▶ **KUTIPAN TERPILIH**:
***
JAKARTA, SUDUTPANDANG.ID – Bantuan beras belum mampu menekan harga beras ke level semula, hal ini diakui Direktur Utama Perum Bulog, Bayu Krisnamurthi.
Menurutnya, berdasarkan data Badan Pusat Statistik (BPS) surplus produksi beras 2023 pun hanya mencapai 700.000 ton. “Ini (harga beras yang tinggi) karena produksi [rendah]. Data BPS itu menunjukkan produksi turun,” ujar Bayu di Kantor Pusat Perum Bulog, Kamis (11/1/2024), dikutip KompasTV.
Dikatakan, sebagai upaya menekan harga beras turun ke bawah, pihaknya terus mendorong penyaluran beras SPHP (stabilisasi pasokan dan harga pangan).
Adapun Bulog tahun ini, kata Bayu, menargetkan penyaluran beras SPHP sebanyak 1,2 juta ton atau sekitar 100.000 ton per bulan.
Opsi impor beras 2 juta ton tahun ini juga dilakukan Bulog hanya untuk menutupi kekurangan produksi beras di dalam negeri.
“Angkanya mungkin hanya bisa bertahan, tapi belum bisa untuk turun,” kata Bayu.
Pada kesempatan yang sama, Kepala Badan Pangan Nasional (Bapanas), Arief Prasetyo Adi blak-blakan soal harga beras tahun ini.
***
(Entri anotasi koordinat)
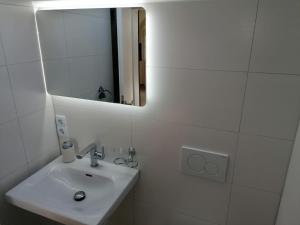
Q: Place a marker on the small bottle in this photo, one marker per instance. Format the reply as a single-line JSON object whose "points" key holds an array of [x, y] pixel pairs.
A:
{"points": [[68, 151]]}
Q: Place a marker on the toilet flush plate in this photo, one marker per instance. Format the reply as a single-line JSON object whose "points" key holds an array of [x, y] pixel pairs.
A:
{"points": [[203, 163]]}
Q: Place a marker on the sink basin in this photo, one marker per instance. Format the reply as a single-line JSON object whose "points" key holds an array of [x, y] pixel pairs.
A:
{"points": [[50, 191]]}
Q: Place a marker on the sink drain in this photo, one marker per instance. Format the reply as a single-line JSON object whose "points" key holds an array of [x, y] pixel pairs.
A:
{"points": [[79, 196]]}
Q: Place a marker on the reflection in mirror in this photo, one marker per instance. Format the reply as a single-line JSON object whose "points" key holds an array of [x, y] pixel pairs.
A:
{"points": [[95, 54]]}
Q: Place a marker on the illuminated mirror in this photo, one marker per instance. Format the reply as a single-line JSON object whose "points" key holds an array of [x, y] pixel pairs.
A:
{"points": [[95, 54]]}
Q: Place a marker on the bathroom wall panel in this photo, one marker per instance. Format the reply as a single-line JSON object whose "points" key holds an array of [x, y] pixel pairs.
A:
{"points": [[219, 40], [207, 35], [23, 101], [276, 46], [194, 98]]}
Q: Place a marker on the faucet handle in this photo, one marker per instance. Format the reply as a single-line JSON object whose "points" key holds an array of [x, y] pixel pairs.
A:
{"points": [[131, 153], [100, 155]]}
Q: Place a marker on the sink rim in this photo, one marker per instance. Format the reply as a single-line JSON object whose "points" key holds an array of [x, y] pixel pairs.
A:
{"points": [[123, 179]]}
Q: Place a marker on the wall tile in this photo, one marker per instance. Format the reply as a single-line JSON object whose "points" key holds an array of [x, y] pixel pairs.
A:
{"points": [[182, 96], [28, 87], [8, 213], [12, 152], [149, 214], [124, 213], [201, 34], [57, 77], [252, 207], [276, 46], [2, 56], [39, 133], [17, 28], [52, 34], [270, 100], [158, 149], [177, 218], [7, 107], [262, 162]]}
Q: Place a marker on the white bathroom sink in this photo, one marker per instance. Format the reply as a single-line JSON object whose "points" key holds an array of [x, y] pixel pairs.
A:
{"points": [[50, 191]]}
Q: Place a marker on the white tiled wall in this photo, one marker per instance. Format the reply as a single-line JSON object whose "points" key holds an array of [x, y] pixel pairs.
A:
{"points": [[221, 74], [27, 134]]}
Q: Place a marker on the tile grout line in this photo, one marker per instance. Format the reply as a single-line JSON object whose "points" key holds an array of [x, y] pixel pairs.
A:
{"points": [[241, 118], [220, 70]]}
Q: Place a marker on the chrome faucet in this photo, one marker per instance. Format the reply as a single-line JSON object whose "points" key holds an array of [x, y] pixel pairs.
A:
{"points": [[94, 154]]}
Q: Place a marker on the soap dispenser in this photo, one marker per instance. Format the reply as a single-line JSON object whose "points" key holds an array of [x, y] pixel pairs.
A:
{"points": [[68, 151]]}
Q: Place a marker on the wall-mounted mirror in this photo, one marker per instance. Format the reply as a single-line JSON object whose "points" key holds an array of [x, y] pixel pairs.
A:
{"points": [[95, 54]]}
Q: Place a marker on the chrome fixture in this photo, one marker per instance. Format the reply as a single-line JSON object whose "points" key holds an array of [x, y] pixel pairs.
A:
{"points": [[130, 161], [94, 154]]}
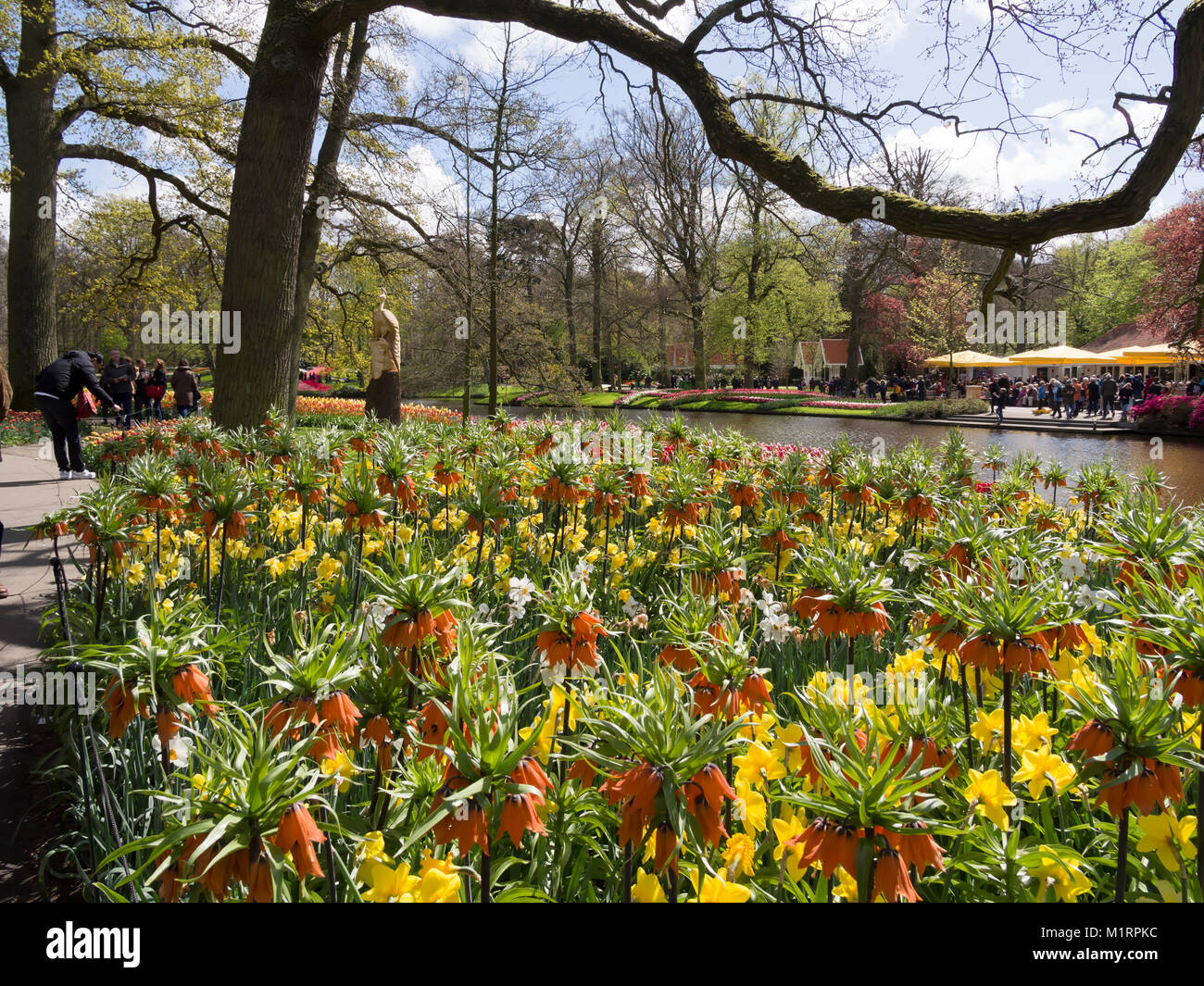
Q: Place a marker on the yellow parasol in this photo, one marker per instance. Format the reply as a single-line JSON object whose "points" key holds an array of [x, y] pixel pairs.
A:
{"points": [[1056, 356], [964, 359]]}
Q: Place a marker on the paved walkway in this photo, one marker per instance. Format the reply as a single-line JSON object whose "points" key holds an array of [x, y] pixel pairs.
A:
{"points": [[29, 489]]}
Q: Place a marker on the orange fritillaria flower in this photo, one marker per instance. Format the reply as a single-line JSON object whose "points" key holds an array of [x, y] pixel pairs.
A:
{"points": [[518, 818], [466, 826], [433, 728], [918, 849], [168, 724], [637, 789], [666, 848], [340, 712], [947, 640], [679, 517], [326, 745], [1190, 685], [408, 632], [742, 496], [445, 631], [292, 716], [830, 844], [919, 508], [679, 657], [529, 772], [709, 818], [296, 834], [583, 770], [193, 686], [809, 602], [980, 653], [637, 483], [1094, 738], [120, 705], [1024, 656], [755, 693], [378, 732], [890, 878]]}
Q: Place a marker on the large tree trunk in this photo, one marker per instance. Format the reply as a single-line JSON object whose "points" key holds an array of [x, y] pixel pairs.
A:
{"points": [[754, 284], [32, 149], [571, 312], [699, 341], [494, 193], [853, 369], [662, 336], [264, 240], [321, 192], [596, 272]]}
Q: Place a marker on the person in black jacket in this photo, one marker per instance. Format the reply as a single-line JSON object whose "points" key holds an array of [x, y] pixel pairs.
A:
{"points": [[55, 389], [119, 380]]}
***
▶ **YANG DIKERJAKAN**:
Kutip bagian berita tentang harga beras yang diawali kata-kata berisi "JAKARTA, SUDUTPANDANG.ID –" dan diakhiri "ton per bulan.".

▶ **JAWABAN**:
JAKARTA, SUDUTPANDANG.ID – Bantuan beras belum mampu menekan harga beras ke level semula, hal ini diakui Direktur Utama Perum Bulog, Bayu Krisnamurthi.
Menurutnya, berdasarkan data Badan Pusat Statistik (BPS) surplus produksi beras 2023 pun hanya mencapai 700.000 ton. “Ini (harga beras yang tinggi) karena produksi [rendah]. Data BPS itu menunjukkan produksi turun,” ujar Bayu di Kantor Pusat Perum Bulog, Kamis (11/1/2024), dikutip KompasTV.
Dikatakan, sebagai upaya menekan harga beras turun ke bawah, pihaknya terus mendorong penyaluran beras SPHP (stabilisasi pasokan dan harga pangan).
Adapun Bulog tahun ini, kata Bayu, menargetkan penyaluran beras SPHP sebanyak 1,2 juta ton atau sekitar 100.000 ton per bulan.